[START]

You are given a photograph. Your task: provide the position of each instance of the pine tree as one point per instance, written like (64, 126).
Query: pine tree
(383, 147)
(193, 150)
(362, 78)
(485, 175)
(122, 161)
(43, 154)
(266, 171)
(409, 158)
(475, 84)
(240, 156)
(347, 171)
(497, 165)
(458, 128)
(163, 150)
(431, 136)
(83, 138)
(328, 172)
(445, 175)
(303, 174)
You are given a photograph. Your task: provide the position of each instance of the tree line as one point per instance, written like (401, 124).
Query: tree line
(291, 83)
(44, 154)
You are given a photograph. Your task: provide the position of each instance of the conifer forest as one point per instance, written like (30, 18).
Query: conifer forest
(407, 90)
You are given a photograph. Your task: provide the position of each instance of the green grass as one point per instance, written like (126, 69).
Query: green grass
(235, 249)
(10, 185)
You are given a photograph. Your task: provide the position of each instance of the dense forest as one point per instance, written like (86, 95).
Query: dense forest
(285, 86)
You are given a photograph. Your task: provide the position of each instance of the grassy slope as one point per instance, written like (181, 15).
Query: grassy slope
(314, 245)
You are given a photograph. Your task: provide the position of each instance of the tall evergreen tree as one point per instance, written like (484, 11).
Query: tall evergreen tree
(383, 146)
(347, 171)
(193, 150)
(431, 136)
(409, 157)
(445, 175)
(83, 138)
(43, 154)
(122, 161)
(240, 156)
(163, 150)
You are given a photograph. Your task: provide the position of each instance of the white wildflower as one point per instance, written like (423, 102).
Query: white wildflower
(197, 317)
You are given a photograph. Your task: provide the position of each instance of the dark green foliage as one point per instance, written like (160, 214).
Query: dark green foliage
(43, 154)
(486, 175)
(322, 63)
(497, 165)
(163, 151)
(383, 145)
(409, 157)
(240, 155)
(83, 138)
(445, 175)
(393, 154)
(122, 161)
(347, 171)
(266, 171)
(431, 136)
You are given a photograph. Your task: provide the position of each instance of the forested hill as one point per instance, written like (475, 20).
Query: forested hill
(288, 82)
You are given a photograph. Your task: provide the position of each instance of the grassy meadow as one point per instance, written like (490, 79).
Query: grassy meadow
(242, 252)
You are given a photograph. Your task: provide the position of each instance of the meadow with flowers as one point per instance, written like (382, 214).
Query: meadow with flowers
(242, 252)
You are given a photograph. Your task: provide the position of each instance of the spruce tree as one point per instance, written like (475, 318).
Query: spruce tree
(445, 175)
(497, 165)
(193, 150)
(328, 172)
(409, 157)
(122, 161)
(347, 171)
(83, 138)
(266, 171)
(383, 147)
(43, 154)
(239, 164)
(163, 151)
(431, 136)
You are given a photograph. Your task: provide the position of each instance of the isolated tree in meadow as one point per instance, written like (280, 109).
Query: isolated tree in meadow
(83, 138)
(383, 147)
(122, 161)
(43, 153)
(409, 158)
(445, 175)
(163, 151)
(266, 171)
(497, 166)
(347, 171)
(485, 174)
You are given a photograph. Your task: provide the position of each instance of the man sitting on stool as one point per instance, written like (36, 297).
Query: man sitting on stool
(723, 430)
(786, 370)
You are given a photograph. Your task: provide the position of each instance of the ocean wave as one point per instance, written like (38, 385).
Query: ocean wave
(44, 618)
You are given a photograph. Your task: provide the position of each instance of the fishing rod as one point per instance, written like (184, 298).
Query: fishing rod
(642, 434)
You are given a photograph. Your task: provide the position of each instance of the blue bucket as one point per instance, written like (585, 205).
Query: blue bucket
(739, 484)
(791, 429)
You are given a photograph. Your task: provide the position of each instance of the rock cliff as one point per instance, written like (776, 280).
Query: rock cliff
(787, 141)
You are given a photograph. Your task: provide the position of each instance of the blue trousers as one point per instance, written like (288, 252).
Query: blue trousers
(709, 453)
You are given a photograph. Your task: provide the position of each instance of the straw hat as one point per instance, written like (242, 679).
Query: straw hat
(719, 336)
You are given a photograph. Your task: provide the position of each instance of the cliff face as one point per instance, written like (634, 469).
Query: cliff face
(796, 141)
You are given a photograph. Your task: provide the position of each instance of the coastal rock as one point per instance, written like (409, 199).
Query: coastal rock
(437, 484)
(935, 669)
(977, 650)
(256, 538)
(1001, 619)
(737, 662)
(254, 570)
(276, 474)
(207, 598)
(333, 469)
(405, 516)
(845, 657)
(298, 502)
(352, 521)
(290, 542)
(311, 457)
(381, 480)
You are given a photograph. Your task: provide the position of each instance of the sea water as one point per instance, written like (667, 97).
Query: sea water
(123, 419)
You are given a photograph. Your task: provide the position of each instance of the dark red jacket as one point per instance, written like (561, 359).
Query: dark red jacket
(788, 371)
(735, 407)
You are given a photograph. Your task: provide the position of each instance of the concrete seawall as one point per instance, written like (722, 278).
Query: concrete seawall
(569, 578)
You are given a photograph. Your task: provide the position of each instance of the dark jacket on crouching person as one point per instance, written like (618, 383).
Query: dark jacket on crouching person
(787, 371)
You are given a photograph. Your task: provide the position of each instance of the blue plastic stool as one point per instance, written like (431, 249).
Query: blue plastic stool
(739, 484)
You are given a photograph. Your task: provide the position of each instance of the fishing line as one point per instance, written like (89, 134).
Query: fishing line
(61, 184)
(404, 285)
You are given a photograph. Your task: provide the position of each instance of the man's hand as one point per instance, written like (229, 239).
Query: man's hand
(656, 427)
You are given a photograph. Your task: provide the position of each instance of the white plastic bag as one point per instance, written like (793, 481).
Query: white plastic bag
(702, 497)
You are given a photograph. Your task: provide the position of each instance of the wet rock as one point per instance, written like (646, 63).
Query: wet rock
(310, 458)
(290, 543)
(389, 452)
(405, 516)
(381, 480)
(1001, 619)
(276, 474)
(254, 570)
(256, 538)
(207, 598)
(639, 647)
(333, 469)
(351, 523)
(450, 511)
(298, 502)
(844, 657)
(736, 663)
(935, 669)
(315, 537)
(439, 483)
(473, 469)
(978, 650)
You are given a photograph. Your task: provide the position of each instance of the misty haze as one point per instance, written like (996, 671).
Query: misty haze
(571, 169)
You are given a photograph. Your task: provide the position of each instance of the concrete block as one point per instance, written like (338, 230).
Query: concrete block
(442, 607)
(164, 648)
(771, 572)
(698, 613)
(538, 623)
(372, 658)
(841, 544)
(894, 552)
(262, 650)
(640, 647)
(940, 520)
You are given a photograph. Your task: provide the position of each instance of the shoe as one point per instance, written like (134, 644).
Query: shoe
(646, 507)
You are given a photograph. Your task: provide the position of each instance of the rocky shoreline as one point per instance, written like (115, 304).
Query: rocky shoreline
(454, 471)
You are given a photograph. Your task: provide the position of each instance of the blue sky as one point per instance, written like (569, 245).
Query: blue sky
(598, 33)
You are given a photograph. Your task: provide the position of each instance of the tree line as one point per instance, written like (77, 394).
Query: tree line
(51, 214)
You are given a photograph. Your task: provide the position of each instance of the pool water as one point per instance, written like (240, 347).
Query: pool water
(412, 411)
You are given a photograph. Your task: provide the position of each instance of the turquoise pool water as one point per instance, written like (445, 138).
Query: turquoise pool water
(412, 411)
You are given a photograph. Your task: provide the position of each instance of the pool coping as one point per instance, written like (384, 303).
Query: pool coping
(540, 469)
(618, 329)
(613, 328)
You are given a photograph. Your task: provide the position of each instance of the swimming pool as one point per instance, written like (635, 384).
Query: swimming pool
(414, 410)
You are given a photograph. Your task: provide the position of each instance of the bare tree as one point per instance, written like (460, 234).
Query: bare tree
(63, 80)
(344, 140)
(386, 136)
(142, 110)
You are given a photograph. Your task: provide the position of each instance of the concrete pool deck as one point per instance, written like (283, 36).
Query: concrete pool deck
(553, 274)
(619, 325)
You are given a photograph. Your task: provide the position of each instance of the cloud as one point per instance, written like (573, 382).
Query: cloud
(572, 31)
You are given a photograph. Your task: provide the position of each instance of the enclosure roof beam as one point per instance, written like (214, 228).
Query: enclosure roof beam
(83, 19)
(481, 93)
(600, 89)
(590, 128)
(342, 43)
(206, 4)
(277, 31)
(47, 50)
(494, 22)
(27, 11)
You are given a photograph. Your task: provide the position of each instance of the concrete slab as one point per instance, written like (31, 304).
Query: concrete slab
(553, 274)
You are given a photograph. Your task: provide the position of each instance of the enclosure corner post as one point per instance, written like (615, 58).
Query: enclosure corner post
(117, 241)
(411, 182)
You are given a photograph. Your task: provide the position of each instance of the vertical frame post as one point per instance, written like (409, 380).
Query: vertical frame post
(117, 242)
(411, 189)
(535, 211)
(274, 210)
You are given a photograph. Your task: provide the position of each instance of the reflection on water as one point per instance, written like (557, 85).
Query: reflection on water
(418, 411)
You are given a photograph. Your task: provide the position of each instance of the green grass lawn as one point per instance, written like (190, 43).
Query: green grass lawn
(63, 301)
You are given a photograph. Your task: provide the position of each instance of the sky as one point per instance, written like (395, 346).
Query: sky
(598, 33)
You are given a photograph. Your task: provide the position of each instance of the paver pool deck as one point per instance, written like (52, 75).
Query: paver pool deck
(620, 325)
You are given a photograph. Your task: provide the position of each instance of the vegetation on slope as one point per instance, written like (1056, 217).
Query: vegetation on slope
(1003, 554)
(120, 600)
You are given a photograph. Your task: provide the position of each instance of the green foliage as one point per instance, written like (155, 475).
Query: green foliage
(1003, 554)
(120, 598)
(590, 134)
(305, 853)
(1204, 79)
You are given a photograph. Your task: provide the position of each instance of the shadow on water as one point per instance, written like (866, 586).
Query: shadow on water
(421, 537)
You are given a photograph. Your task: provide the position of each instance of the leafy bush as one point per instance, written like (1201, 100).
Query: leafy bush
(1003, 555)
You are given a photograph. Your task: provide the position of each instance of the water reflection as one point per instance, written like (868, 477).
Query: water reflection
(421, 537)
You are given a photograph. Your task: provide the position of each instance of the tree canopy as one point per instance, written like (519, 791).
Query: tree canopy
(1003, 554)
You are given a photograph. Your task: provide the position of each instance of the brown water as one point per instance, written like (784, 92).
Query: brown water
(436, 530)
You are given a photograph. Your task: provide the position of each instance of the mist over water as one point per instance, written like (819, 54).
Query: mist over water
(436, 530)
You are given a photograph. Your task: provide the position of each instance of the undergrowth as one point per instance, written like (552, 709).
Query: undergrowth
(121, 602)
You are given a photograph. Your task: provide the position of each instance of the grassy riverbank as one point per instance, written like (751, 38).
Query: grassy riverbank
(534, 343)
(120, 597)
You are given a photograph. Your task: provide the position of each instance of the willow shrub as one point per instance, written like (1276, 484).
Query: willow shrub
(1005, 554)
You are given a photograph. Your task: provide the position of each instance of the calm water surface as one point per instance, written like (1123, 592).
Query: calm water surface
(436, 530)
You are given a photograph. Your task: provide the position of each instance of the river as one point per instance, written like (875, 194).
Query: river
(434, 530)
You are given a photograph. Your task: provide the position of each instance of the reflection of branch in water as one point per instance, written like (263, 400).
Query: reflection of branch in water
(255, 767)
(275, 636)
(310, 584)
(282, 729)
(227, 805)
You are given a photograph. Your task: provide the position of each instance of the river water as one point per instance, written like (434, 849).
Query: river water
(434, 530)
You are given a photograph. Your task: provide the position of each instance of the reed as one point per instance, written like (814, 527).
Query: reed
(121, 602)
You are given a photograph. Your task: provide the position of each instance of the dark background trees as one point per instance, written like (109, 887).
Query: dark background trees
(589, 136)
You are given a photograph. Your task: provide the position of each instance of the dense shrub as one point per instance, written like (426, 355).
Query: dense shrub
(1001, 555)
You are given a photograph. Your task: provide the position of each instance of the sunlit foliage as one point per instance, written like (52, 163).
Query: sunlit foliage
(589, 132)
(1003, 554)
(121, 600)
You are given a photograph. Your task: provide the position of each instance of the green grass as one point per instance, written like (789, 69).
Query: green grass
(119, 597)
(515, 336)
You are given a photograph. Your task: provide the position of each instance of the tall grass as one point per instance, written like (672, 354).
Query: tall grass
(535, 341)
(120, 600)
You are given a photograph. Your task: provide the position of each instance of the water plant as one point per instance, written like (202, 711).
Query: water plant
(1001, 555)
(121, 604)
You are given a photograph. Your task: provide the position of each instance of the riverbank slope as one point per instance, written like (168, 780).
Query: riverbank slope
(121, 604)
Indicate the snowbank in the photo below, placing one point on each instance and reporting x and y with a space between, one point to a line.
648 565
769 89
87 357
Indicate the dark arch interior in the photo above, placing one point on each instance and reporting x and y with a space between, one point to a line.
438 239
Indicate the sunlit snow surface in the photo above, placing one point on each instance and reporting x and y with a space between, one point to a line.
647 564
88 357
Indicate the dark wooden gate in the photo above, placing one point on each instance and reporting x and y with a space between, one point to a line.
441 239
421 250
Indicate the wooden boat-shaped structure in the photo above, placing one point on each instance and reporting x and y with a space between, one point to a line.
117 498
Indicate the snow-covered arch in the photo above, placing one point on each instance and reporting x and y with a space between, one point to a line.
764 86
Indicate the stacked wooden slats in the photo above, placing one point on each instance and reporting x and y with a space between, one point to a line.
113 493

[END]

Exact repetition is required for the lines from the one that contains "Indicate the dark wooden" through the final line; leave out everything else.

__Full output__:
Indicate the dark wooden gate in the photo above, placing one point on each instance and reporting x and y with a space between, one point to a line.
441 239
421 250
Indicate the wooden boat-shaped structure in the photo above, placing one point on each instance and reporting x and y with a space between, one point to a line.
117 498
Indicate the snow-covered arch in the photo above, placing one point on each instance and reporting x and y with a space between, one point to a line.
764 86
Indicate the stacked wooden slats in the photo above, placing one point on each instance and reporting x and y with a space between, one point to a line.
113 493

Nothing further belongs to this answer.